- _GIVEN PROBLEM_
Select every line of the material below that contains the word "lapel" and copy it out. Matching is case-sensitive.

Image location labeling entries
# # # # # # #
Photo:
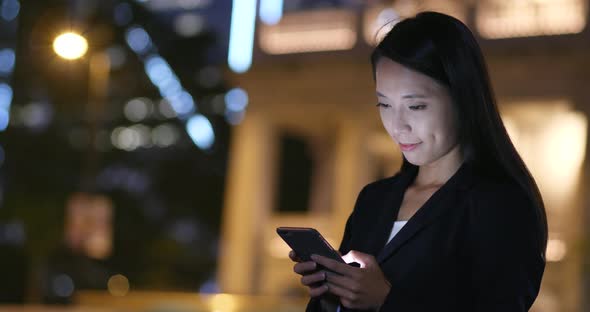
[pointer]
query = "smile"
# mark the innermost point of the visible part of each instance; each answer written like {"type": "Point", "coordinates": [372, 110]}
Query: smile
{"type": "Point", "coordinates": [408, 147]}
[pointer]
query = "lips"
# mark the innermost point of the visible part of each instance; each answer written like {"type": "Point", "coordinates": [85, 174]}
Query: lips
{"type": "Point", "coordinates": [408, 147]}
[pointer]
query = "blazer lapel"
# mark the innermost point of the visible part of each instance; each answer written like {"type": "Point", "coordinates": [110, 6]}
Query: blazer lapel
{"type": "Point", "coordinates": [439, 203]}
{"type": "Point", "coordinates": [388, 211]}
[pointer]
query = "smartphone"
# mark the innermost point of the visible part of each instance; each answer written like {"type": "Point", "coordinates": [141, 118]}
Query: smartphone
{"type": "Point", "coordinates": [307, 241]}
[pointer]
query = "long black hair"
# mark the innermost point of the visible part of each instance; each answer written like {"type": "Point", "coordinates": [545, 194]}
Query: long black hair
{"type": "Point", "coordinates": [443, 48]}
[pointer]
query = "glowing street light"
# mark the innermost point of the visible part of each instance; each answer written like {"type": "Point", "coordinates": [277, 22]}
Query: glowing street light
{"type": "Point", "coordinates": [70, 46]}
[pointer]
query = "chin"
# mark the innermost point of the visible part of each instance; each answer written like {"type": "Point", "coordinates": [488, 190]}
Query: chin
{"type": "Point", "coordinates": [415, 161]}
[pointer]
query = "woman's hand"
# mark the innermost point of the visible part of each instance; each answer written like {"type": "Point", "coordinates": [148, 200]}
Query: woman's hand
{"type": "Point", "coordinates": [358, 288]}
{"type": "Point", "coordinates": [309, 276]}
# # # # # # #
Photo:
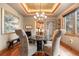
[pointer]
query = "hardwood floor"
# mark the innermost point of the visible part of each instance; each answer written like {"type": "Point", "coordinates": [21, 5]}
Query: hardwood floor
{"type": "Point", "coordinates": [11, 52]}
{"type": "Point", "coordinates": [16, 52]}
# # # # # # #
- _SOLUTION TO THIS PROBLEM_
query = "blazer lapel"
Query: blazer lapel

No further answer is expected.